__Work to be completed__
Every word of the data must be reproduced in your reply exactly.

__Given data__

-- Opening Marker --

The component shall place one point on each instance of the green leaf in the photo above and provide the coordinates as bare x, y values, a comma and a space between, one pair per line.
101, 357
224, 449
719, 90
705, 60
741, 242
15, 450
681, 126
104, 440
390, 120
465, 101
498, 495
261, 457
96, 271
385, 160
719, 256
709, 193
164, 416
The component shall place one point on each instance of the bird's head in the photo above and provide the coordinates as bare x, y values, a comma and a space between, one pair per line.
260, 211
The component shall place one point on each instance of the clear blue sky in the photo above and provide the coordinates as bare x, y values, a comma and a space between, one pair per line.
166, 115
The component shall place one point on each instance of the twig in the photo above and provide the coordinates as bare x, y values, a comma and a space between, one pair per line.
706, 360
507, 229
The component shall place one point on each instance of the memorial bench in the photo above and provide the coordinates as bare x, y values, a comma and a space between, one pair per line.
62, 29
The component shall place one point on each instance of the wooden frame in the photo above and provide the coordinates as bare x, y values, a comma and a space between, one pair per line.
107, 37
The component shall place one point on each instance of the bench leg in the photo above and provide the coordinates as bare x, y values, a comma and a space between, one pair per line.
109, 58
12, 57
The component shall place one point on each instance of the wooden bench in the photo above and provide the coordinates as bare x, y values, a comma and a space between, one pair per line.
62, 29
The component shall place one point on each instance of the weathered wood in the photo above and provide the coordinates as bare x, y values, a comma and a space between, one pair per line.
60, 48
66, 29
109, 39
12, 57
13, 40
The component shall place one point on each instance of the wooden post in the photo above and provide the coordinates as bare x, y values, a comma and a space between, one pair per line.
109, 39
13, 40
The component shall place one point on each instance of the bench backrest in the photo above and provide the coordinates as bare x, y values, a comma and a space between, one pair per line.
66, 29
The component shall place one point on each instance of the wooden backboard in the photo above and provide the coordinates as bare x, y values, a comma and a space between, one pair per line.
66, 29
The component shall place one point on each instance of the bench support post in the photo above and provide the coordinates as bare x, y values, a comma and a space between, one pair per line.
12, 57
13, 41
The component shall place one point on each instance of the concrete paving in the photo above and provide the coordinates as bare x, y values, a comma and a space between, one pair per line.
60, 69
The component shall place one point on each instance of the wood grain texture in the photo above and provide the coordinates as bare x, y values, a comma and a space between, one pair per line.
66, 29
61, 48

-- Closing Marker --

__Answer to this exercise__
The component shall place one point on each instance of the green leaf in the photo above and provide the coordinates as bare x, y values, a comma and a space between, one pair per line.
101, 357
224, 449
719, 90
705, 60
741, 242
15, 450
681, 126
104, 440
390, 120
465, 101
498, 495
261, 457
96, 271
385, 160
719, 256
709, 193
164, 416
The component shall place one point on each instance of the bird's head in the photo above and provide the coordinates as bare x, y values, a comma and a space between, one pair per line.
260, 211
The component shall place one point on each instance of the clear blue sky in the photo above and provide the coordinates as bare x, y values, a comma and a space between, one pair per line.
166, 115
The component shall place one point on each instance of the twig in the photo above and provide the coordinates as bare x, y values, a comma and a space between, one pair per line.
706, 360
507, 229
The component shall place one point on each instance of the memorial bench in the photo above and provide the coordinates as bare x, y values, a comma and a space between, one pair per line.
62, 29
The component shall place one point on each instance of the wooden frame in the photo above and provide the coordinates as bare x, y values, a comma and a space between, one pair per line.
107, 37
The component shall place one point on each instance of the bench leg in the photo above and provide the coordinates as bare x, y values, a comma and a space between, one pair per line.
109, 58
12, 57
The component shall place one point on each instance of the wooden bench in the photo above and provide the coordinates as bare x, y values, a comma and a space between, one pair per line.
62, 29
The component shall place one point on each instance of the weathered wood in the photo above and provide the coordinates as bare x, y values, a comma and a space between, one pair per line.
60, 48
66, 29
109, 39
12, 57
13, 40
The component shall place one point on each instance of the wooden post in the photo above and provide the coordinates as bare x, y values, a comma and a space between, one pair per line.
109, 39
13, 40
The component shall place one point on each instance of the bench backrest in the photo above and provide the coordinates as bare x, y values, a comma and a space between, one pair per line.
66, 29
The component shall place one point on each instance of the wooden backboard in the photo above and provide the coordinates as bare x, y values, a comma and a space between, one pair per line.
66, 29
The component shall place one point on each instance of the bench support post in the photo above and provide the coordinates as bare x, y values, a comma and a space between, one pair per line.
12, 57
13, 41
The component shall place one point on each instance of the concrete paving in the photo above and provide the coordinates as bare x, y values, a comma and a space between, one pair per line.
60, 69
The component shall place one point on each instance of the wood grain texture in the photo above and provide the coordinates as bare x, y values, a comma and a space between, one pair per line.
66, 29
61, 48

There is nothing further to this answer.